▶ _Short task_: Emit only the lines from the line containing "Please mark the bare" through the last line of the entries, unchanged.
··· Given entries
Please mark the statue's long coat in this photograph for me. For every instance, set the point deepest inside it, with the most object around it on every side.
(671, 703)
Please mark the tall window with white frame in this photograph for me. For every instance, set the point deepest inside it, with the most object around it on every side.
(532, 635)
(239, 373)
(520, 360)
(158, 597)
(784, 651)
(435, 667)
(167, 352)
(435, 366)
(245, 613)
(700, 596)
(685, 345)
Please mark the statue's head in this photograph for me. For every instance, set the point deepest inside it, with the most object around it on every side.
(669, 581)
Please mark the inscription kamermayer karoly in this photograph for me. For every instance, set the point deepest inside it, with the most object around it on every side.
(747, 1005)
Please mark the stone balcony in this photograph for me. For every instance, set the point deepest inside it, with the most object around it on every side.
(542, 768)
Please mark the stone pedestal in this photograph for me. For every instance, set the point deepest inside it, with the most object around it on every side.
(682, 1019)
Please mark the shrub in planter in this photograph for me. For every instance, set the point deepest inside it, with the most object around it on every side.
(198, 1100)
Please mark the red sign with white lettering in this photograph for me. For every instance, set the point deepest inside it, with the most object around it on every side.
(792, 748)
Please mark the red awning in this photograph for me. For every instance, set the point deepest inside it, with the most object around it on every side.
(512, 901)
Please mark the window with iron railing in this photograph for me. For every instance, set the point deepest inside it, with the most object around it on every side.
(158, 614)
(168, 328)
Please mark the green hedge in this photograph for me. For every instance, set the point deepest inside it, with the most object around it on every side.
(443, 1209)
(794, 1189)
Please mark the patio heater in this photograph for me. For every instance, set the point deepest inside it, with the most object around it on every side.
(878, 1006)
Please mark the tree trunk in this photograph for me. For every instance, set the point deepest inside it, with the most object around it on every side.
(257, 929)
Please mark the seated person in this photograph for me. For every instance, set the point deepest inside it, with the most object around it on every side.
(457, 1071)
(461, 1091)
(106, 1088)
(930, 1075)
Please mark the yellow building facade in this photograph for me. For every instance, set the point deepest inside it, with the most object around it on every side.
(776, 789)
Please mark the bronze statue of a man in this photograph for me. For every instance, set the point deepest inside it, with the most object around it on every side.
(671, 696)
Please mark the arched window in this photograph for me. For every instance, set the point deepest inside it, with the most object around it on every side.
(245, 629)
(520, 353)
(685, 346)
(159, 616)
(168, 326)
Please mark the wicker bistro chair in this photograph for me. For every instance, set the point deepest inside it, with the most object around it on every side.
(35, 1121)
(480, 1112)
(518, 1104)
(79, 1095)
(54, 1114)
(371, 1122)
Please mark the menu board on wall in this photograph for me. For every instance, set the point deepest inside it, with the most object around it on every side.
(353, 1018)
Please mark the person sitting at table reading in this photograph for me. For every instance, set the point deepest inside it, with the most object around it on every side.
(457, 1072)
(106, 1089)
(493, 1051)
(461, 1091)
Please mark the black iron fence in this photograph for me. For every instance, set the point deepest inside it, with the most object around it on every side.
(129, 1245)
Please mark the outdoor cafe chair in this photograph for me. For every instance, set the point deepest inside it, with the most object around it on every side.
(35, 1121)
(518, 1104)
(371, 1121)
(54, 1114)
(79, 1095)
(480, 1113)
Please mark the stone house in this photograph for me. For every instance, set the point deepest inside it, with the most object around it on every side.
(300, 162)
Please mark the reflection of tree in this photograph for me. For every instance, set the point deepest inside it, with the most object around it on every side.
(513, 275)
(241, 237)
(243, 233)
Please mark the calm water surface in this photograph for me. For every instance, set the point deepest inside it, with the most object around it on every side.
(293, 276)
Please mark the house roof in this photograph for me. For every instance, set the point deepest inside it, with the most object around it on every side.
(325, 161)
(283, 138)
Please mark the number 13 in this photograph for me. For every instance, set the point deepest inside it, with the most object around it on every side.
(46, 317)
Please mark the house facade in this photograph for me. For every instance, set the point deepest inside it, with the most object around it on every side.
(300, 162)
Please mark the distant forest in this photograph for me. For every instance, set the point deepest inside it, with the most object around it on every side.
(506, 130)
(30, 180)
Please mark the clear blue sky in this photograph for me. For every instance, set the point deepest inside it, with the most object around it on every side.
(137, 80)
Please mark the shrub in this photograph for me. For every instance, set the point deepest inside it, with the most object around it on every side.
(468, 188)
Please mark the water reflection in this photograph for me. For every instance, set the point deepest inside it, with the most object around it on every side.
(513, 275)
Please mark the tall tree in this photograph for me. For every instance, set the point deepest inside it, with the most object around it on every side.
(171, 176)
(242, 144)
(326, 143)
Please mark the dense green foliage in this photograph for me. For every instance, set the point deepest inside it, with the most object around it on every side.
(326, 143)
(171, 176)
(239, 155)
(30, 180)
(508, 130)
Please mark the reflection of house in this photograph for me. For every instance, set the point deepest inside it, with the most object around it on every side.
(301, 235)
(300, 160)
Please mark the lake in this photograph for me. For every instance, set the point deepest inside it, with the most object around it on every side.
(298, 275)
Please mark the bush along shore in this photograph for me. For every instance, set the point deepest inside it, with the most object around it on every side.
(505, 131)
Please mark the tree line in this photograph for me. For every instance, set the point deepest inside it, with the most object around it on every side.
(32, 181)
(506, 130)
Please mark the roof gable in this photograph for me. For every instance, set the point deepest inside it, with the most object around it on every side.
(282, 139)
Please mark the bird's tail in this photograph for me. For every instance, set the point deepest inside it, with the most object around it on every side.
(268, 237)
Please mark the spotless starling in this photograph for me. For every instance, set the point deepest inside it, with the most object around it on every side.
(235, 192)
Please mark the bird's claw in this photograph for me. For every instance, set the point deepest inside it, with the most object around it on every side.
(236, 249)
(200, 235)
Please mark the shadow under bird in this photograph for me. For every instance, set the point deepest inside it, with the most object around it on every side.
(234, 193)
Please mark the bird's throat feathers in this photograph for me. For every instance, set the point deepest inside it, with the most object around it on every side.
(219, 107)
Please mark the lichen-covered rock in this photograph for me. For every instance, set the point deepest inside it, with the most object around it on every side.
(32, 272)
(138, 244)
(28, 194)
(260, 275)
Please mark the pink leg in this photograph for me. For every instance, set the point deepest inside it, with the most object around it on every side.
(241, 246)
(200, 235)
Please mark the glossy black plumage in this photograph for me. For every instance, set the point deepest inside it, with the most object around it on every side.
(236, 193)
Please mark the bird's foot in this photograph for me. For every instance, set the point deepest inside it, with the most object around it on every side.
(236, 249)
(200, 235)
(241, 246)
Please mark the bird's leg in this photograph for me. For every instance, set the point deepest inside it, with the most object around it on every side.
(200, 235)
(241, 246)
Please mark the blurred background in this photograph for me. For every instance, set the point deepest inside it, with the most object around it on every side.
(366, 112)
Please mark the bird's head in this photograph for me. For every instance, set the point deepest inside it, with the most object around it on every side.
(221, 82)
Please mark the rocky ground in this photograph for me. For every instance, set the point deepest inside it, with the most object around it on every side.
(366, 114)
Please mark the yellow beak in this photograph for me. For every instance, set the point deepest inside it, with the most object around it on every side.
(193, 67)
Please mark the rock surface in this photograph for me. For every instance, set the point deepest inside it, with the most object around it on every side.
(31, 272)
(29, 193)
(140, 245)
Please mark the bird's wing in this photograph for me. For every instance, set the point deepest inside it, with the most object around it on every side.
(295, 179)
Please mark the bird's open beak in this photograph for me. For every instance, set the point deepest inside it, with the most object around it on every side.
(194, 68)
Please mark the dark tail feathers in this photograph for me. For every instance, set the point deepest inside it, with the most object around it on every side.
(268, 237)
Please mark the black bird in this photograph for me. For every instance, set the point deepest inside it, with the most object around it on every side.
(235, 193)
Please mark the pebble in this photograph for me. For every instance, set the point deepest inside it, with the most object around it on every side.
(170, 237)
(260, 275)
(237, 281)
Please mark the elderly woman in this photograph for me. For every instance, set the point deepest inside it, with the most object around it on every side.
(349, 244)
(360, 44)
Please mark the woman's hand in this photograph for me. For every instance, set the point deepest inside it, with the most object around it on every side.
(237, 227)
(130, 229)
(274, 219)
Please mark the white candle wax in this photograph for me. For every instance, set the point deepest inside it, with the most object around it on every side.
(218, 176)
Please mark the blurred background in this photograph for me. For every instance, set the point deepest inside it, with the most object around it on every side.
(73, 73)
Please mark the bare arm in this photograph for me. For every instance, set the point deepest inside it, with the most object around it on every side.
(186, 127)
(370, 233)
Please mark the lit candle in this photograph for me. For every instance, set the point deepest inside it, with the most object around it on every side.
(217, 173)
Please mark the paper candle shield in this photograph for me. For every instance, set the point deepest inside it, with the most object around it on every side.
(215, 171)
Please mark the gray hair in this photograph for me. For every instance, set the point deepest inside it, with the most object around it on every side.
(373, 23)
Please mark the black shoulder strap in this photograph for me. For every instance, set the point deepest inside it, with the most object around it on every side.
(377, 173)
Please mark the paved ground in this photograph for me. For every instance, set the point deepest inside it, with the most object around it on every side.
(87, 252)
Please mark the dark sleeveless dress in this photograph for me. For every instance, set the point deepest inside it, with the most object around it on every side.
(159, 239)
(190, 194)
······
▶ _The answer_:
Please mark the bare arm in this photograph for me. For every instance, set the point deepest inside it, with the most object around it on every side.
(186, 127)
(370, 233)
Please mark the lit candle in this photograph for me. For every instance, set the point deepest inside it, with the most object around it on every side.
(217, 173)
Please mark the paper candle shield in this photograph for me. For every instance, set the point deepest inside it, with the most object around it on every side.
(215, 171)
Please mark the gray hair in this photograph for me. For every instance, set the point deepest inside it, with the most object around it on every side.
(373, 23)
Please mark the black shoulder strap in this photograph for me. For every instance, set the point deepest inside it, with the most object around it on every side.
(377, 173)
Please mark the paved ground in this photograph for me. For every instance, set the point deepest inside it, with the most object around it on every side.
(87, 252)
Please mark the dark sleeveless dress in this photograph for me. For every instance, set the point deepest inside it, with the most object around it on every side.
(159, 239)
(190, 194)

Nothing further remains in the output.